* **Stated goal**:
Set down each line of the material that follows, exactly, with no pictures.

* **Information given**:
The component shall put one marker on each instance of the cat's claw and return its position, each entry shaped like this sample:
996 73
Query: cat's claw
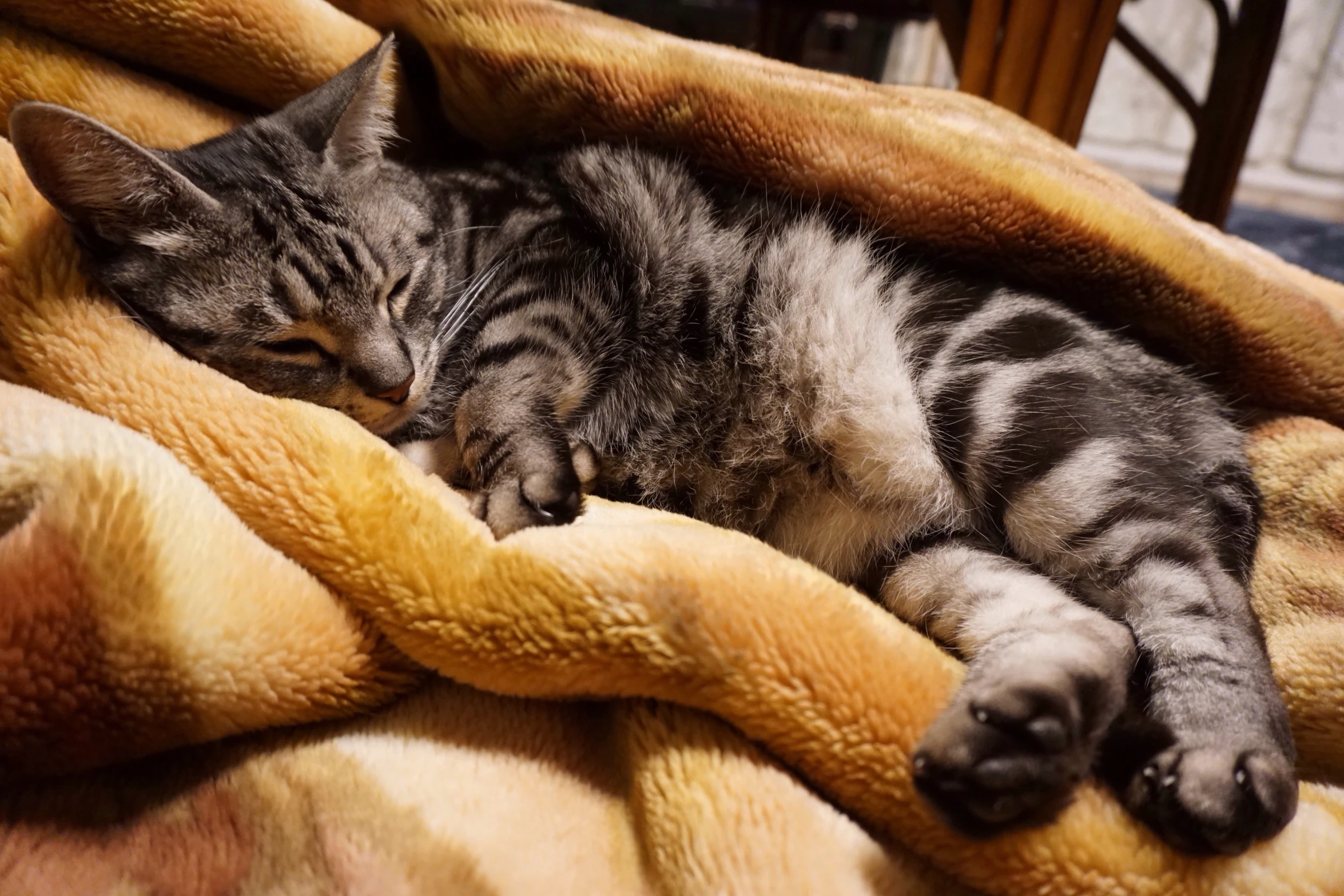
540 497
1214 800
1005 755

* **Output below**:
The component shall put one marker on each instance of the cat's claw and return its position, each entry shaped like this sample:
996 73
Query: cat's claw
540 497
1214 800
1005 755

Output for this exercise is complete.